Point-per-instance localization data

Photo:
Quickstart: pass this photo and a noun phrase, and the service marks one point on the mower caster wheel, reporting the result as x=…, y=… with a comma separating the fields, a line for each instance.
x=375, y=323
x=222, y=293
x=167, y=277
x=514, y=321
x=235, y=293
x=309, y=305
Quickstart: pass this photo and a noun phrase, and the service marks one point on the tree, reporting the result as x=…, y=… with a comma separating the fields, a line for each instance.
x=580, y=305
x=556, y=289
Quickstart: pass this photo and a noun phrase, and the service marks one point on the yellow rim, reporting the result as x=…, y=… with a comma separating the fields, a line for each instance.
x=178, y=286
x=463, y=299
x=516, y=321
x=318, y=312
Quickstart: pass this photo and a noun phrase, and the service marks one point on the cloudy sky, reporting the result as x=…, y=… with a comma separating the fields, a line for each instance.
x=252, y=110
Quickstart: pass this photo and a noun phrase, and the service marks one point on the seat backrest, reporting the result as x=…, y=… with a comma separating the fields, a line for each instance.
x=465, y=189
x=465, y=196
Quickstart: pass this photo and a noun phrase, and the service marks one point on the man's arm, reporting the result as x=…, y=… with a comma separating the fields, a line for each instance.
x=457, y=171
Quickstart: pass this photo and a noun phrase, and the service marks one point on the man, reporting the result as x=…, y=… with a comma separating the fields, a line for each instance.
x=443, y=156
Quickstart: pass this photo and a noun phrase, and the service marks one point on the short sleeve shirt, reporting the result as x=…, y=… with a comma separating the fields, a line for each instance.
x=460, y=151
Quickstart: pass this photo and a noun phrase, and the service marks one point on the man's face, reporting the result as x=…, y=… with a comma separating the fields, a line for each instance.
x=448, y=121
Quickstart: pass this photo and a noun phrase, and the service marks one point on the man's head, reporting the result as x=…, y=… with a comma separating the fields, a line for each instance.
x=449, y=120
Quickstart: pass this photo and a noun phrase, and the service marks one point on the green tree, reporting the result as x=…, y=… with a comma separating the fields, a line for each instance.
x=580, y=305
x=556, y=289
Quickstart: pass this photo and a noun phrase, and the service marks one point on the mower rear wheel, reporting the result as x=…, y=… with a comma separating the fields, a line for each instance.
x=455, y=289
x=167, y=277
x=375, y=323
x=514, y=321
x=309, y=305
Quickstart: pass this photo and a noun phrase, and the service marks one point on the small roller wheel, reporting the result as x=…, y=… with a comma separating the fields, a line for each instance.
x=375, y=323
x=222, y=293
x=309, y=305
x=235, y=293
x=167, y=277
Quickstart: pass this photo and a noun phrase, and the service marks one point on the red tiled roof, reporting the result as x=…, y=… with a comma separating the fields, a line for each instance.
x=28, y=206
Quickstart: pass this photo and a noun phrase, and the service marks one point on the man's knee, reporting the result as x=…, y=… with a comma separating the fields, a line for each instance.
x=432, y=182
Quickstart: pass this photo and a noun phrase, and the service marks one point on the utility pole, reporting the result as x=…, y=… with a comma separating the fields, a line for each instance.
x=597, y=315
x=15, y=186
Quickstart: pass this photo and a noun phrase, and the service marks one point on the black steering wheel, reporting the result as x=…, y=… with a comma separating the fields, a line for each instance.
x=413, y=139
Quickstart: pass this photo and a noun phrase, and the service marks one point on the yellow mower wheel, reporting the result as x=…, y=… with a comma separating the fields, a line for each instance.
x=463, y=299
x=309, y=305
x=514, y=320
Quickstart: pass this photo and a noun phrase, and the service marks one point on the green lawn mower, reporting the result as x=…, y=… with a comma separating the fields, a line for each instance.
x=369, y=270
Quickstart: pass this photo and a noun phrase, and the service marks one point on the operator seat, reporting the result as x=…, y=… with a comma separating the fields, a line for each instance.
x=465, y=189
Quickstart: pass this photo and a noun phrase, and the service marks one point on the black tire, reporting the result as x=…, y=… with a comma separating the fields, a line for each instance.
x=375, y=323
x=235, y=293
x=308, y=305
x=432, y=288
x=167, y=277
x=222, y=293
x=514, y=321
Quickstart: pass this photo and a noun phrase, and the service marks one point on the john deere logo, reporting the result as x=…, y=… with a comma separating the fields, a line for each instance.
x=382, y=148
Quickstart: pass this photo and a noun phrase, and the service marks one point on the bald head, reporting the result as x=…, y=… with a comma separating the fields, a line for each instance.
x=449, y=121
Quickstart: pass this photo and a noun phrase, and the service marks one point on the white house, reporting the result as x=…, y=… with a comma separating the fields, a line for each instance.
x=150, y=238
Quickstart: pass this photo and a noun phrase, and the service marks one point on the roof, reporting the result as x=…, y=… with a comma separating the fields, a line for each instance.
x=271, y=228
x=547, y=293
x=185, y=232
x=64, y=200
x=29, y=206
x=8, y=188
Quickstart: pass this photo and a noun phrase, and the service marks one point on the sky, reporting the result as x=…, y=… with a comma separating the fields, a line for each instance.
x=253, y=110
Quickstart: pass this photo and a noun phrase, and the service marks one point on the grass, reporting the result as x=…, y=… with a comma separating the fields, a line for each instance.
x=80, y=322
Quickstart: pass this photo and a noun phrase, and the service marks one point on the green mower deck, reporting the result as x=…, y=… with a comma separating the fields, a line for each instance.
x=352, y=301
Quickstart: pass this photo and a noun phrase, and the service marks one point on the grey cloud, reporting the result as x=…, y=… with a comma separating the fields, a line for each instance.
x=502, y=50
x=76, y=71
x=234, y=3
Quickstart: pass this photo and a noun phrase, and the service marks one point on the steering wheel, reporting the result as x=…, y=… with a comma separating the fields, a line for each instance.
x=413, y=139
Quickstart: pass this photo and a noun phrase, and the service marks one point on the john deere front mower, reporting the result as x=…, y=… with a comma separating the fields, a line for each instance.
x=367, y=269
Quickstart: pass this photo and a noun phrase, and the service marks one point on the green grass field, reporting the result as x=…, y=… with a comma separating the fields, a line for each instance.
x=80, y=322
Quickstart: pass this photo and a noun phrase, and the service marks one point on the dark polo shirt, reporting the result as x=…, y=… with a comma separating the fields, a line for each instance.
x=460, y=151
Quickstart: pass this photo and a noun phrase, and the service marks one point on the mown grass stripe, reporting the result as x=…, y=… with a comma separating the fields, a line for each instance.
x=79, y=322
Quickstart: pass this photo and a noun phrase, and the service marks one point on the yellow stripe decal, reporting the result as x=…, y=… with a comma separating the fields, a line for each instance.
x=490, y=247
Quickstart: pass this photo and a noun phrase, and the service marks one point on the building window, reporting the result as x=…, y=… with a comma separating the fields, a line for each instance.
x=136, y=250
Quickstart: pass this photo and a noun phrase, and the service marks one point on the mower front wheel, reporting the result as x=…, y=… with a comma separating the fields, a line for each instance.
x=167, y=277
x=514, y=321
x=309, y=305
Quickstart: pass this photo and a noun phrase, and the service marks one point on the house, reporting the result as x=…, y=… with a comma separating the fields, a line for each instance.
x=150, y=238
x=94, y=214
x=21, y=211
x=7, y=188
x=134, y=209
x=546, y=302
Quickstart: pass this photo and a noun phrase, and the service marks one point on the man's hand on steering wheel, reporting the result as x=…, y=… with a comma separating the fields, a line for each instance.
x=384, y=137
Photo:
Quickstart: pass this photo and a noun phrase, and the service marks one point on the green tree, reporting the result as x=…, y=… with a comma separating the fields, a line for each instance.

### What you need to do:
A complete and exact reproduction of the data is needed.

### Solution to this exercise:
Photo:
Quickstart: pass this photo and a noun phrase, and the service marks one point on the mower caster wheel, reporting the result as x=…, y=… with a comma separating the fields, a line for each instance.
x=375, y=323
x=222, y=293
x=167, y=277
x=514, y=321
x=235, y=293
x=309, y=305
Quickstart: pass this photo and a noun phrase, and the service marks one point on the tree, reporting the result as x=…, y=… with a comma separating the fields, a line for each instance.
x=580, y=305
x=556, y=289
Quickstart: pass this photo and a noun phrase, and the service marks one point on the yellow rim, reporting the result as x=…, y=… with a comma separating the fields, a line for each instance.
x=178, y=286
x=463, y=299
x=516, y=321
x=318, y=312
Quickstart: pass this photo and a noun phrase, and the service marks one point on the cloudy sky, reporting the result as x=…, y=… with a comma separating the fields, a line for each instance.
x=252, y=110
Quickstart: pass this photo and a noun phrase, and the service marks one point on the seat backrest, reporting the result as x=…, y=… with a comma separating the fields, a line for each instance.
x=465, y=189
x=465, y=196
Quickstart: pass this photo and a noun phrase, and the service marks one point on the man's arm, reporting the result as x=…, y=… with a comma separating the fields, a line for each instance.
x=457, y=171
Quickstart: pass this photo and a noun phrase, and the service marks one point on the man, reporting the result as x=…, y=… with a comma separating the fields, a line for each instance.
x=443, y=156
Quickstart: pass this photo and a noun phrase, and the service marks one point on the short sleeve shirt, reporting the result as x=…, y=… with a comma separating the fields, a line for each instance.
x=460, y=151
Quickstart: pass this photo and a noun phrase, and the service marks one point on the man's face, reporting the result as x=…, y=… with a comma separating the fields, a line for each instance.
x=448, y=121
Quickstart: pass this photo and a noun phrase, and the service marks one point on the man's head, reporting the result as x=…, y=… with a comma separating the fields, a line for each instance.
x=449, y=120
Quickstart: pass this photo and a noun phrase, and the service marks one point on the green tree, reporting the result as x=…, y=… with a comma separating the fields, a line for each instance.
x=580, y=305
x=556, y=289
Quickstart: pass this photo and a noun phrase, and the service marks one point on the mower rear wheel, reporting the result as x=…, y=… with a comma separating the fields, a line for each instance.
x=455, y=289
x=167, y=277
x=375, y=323
x=514, y=321
x=309, y=305
Quickstart: pass this photo and a noun phrase, and the service marks one point on the small roller wheel, reporting the result as x=…, y=… with a comma separating the fields, a line for each instance.
x=375, y=323
x=222, y=293
x=309, y=305
x=235, y=293
x=167, y=277
Quickstart: pass this photo and a noun phrase, and the service marks one point on the red tiled roof, reporting the result as x=…, y=… with a comma separating the fields, a line for each instance.
x=28, y=206
Quickstart: pass this photo and a noun phrase, and the service marks one point on the man's knee, reporting the result as x=…, y=… with a comma separating the fields, a line for each instance.
x=432, y=182
Quickstart: pass this photo and a noun phrase, and the service marks one point on the utility pole, reporting the result as x=…, y=… with a comma separating the fields, a line for each instance.
x=597, y=315
x=15, y=186
Quickstart: pass this photo and a noun phrase, and the service marks one point on the black steering wheel, reporting the result as x=…, y=… with a comma separating the fields, a line for each instance.
x=413, y=139
Quickstart: pass this photo and a noun phrase, and the service marks one point on the yellow mower wheel, reporting the result as x=…, y=… with a comma separating the fields, a line for each instance.
x=463, y=299
x=309, y=305
x=514, y=320
Quickstart: pass this photo and a noun phrase, and the service marks one point on the green lawn mower, reporting the result as x=…, y=… with a comma separating the fields, a line for each instance.
x=369, y=270
Quickstart: pass this photo and a noun phrase, and the service marks one point on the operator seat, reporting the result as x=…, y=… with a comma separating the fields, a line for each instance.
x=465, y=189
Quickstart: pass this photo and a noun phrase, and the service marks one point on the black tire, reporting the result as x=…, y=… with a comma separating the fields, a line for each instance.
x=375, y=323
x=235, y=293
x=308, y=305
x=432, y=288
x=167, y=277
x=222, y=293
x=514, y=321
Quickstart: pass this photo and a noun phrase, and the service marks one point on the john deere logo, reporting the result as x=…, y=… with a comma separating the fields, a line for each instance.
x=382, y=148
Quickstart: pass this photo and a noun phrase, and the service marks one point on the bald head, reporting the result as x=…, y=… with a comma separating the fields, a line for each instance.
x=449, y=121
Quickstart: pass this photo and a noun phrase, and the service marks one point on the white house, reporting the result as x=…, y=… with a comma separating the fields, a line for each instance.
x=150, y=238
Quickstart: pass this photo and a noun phrase, and the service marks one point on the roof, reporting the result as x=…, y=… with a comma separating the fields, a line for each instance.
x=271, y=228
x=547, y=293
x=185, y=232
x=64, y=200
x=29, y=206
x=8, y=188
Quickstart: pass this photo and a noun phrase, and the service marks one point on the sky, reporting the result as x=…, y=… with a comma separating the fields, a line for each instance.
x=253, y=110
Quickstart: pass this photo and a noun phrase, and the service marks one point on the grass, reporting the result as x=…, y=… with a comma separating the fields, a line for each instance.
x=80, y=322
Quickstart: pass this photo and a noun phrase, and the service marks one point on the green mower deck, reporting the result as x=…, y=… with a comma separating the fields, a line for each instance.
x=352, y=301
Quickstart: pass this photo and a noun phrase, and the service marks one point on the grey cloud, reporting the result as x=…, y=… with a comma separating the fields, a line for each instance.
x=502, y=50
x=76, y=71
x=234, y=3
Quickstart: pass this photo and a noun phrase, and the service marks one point on the steering wheel, reporting the result as x=…, y=… with a comma separating the fields, a line for each instance.
x=413, y=139
Quickstart: pass this photo and a noun phrase, and the service marks one point on the john deere front mower, reporting the result as x=…, y=… with a comma separating the fields, a line for each instance.
x=367, y=269
Quickstart: pass this photo and a noun phrase, and the service marks one point on the green grass field, reporting the result as x=…, y=… with a comma separating the fields, a line for each instance.
x=80, y=322
Quickstart: pass this photo and a noun phrase, and the service marks one point on the dark polo shirt, reporting the result as x=…, y=… with a comma separating the fields, a line for each instance.
x=460, y=151
Quickstart: pass this photo and a noun phrase, and the service marks one point on the mown grass stripe, reporting the result as x=…, y=… with a comma separating the fields, a line for each instance.
x=79, y=322
Quickstart: pass this photo and a noun phrase, and the service marks one point on the yellow stripe decal, reporting the result as x=…, y=… with a comma separating the fields, a line for each instance.
x=490, y=247
Quickstart: pass this photo and a noun phrase, and the service marks one point on the building window, reporting the result as x=…, y=… with a comma separating the fields, a line for each instance.
x=136, y=250
Quickstart: pass this photo and a noun phrase, and the service marks one point on the mower front wheel, reporting the result as x=…, y=… with a comma separating the fields, a line for each instance.
x=167, y=277
x=514, y=321
x=309, y=305
Quickstart: pass this photo and a noun phrase, and the service marks one point on the house, reporting the result as x=…, y=… with a comma separating the fields, a line for each instance.
x=150, y=238
x=94, y=214
x=21, y=211
x=7, y=188
x=134, y=209
x=546, y=302
Quickstart: pass this photo and a noun phrase, and the service marks one point on the man's hand on steering wheel, reporting the result as x=…, y=… with a comma separating the fields, a line for each instance.
x=384, y=137
Photo:
Quickstart: pass this photo and a noun phrase, and the service marks one point on the green tree, reporting the result as x=…, y=… with a comma separating the fields, a line for each instance.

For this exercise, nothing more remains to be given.